- WHAT THE EXERCISE ASKS -
Pull out every line from the entries below that contains the string "with", treating uppercase and lowercase as different.
----- PROVIDED DATA
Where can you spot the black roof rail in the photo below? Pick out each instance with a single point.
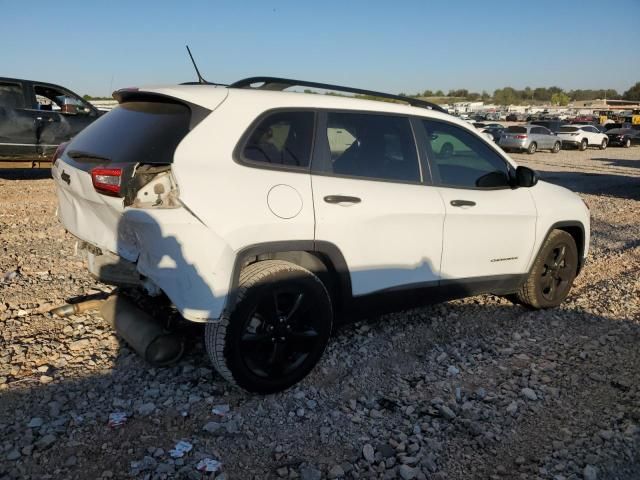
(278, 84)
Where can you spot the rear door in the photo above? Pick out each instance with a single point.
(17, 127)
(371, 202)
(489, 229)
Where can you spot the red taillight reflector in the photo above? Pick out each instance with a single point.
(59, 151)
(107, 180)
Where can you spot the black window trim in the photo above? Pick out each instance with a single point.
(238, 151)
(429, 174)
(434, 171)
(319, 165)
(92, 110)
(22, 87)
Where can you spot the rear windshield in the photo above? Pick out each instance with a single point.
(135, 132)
----------
----- PROVIDED DATA
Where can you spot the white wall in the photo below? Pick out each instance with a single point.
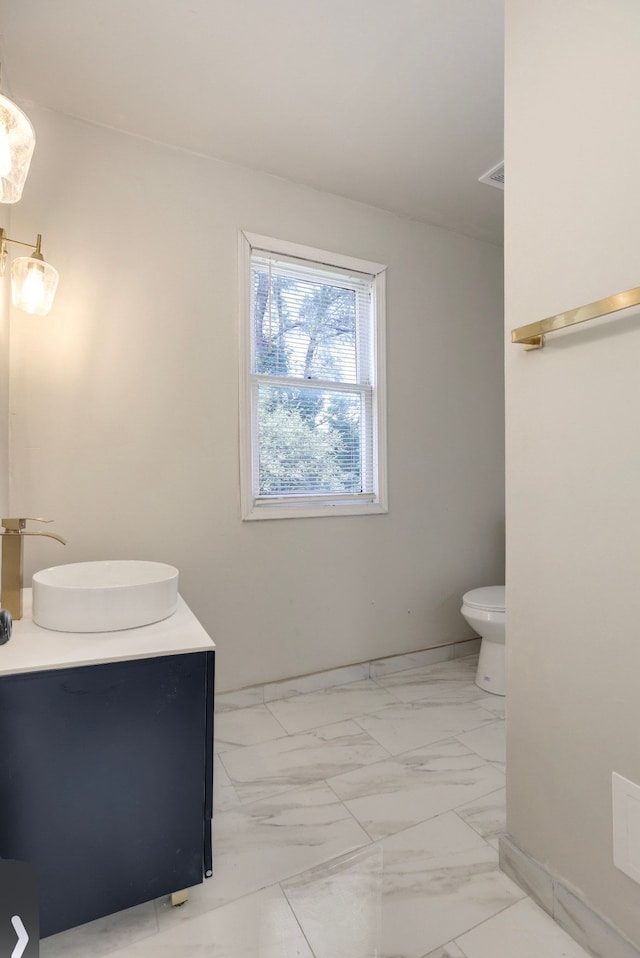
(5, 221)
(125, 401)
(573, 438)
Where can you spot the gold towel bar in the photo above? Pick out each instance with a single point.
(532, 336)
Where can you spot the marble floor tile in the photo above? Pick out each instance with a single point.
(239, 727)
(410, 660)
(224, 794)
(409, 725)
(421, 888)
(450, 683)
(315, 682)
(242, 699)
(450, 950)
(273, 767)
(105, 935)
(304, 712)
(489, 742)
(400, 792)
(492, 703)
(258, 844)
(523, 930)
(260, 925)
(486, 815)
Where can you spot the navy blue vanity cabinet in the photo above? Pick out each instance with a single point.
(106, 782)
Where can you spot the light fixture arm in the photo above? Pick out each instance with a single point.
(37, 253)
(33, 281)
----------
- FULL ANSWER -
Where can you spot the black roof rail in the photo below? Pick out each instance with a single point.
Where can you spot the rear door in the photo above? Pick out each instance with a single point.
Where can you spot the red taillight reflector in the photo above? Pick out each instance with a single point.
Where can you spot the black window trim in the photo above? Pick out each instance with a single point.
Where can you spot the rear windshield in the photo above? Pick out each instance with a single point.
Where can you spot the white wall in the photo below? Pick out each instance with a single point.
Where can you spot the gold towel bar in the photo above? Pick out each instance with a single point.
Where can you spot the marble floor tile in the photo above? Pick out each instance with a single point.
Where can you spot the navy blue vanity cabinet in the photo above? Pick out each instance with a single point.
Where can you spot the light fixture arm in the photo above? Pick out each instance with a single point.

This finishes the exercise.